* CHALLENGE *
Restate each of the lines below word for word and drop every picture.

# RAW RECORDS start

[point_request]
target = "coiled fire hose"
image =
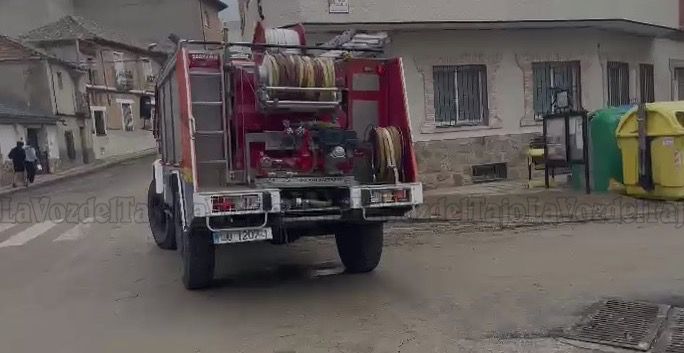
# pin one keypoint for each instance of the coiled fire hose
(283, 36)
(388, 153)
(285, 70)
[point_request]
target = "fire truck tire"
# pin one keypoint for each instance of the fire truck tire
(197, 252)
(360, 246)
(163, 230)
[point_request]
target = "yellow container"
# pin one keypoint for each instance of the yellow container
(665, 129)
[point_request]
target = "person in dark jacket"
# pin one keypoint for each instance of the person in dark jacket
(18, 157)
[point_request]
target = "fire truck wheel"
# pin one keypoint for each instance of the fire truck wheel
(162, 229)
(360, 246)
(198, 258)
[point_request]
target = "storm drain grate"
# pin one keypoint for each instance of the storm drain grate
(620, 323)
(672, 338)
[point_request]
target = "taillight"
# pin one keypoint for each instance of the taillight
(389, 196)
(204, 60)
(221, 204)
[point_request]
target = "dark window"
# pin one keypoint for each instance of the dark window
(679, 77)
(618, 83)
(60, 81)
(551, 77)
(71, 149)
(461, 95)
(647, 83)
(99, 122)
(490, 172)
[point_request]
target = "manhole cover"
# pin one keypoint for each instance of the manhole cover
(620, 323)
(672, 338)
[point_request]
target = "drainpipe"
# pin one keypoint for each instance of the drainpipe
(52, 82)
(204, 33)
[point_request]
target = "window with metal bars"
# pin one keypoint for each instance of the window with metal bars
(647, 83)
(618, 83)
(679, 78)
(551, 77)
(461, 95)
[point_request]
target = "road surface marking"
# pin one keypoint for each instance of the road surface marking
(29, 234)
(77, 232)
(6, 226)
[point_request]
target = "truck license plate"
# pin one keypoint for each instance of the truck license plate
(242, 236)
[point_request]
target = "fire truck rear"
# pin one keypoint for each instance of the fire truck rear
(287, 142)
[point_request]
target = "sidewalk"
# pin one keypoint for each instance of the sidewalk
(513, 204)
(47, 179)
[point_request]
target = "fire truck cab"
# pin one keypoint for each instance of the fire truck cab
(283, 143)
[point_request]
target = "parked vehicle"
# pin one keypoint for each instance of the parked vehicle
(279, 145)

# RAW RECORDS end

* WRITTEN RESPONSE *
[point_request]
target = "coiled fire hose"
image =
# pin one keypoint for each instance of the coiled fire hose
(283, 36)
(388, 153)
(285, 70)
[point_request]
target = "fire truck tire"
# pin one keypoint for each instance of the fire truck tire
(197, 252)
(360, 246)
(163, 230)
[point_request]
target = "yellow container"
# pin one keypoint for each instance of the yellow container
(665, 129)
[point_request]
target = "person in dark jacket"
# pin one keypoint for each instance of the person in dark jacket
(18, 157)
[point_request]
target = "fire truck wheel"
# pin one keypoint for each instance of the fire truck wheel
(162, 229)
(360, 246)
(198, 258)
[point_request]
target = "storm drain grate"
# pin one keypoint for each instance of the storm drain grate
(620, 323)
(672, 338)
[point_request]
target = "taillight"
# pin one keypoint for each instance of the taillight
(389, 196)
(204, 60)
(221, 204)
[point_request]
target = "dark window"
# pin one keypoint for each instance of the dark window
(679, 77)
(618, 83)
(60, 81)
(551, 77)
(71, 149)
(461, 95)
(647, 83)
(99, 122)
(490, 172)
[point_request]
target = "manhole cover"
# pin one keypoint for each instance of the manhole cover
(620, 323)
(672, 338)
[point_request]
target = "drainpipe"
# pin one keypoint for each instance of the drainpipe
(52, 82)
(204, 33)
[point_request]
target = "window with metal bars"
# pin one keypoint for each instance of the window with metal bars
(647, 83)
(618, 83)
(679, 78)
(551, 77)
(461, 95)
[point_request]
target = "road surface marking"
# pin one keypoint for each instance of the road surface marking
(29, 234)
(77, 232)
(6, 226)
[point_request]
target = "truck license plate"
# pin one keypoint for each instance of the truck license plate
(242, 236)
[point_request]
target = "fire truck rear"
# pin one keypoint for each instance of the fire truck rear
(287, 142)
[point_request]
target = "sidewalk"
# pin one keypoint for each instance of the sidewalk
(513, 204)
(47, 179)
[point_request]
target = "fire truck cab"
# pin one keypoint for each instance of the fire truck cab
(283, 143)
[point_request]
target = "parked vehicle"
# pin one keypoint for each instance of the parked vehicle
(279, 145)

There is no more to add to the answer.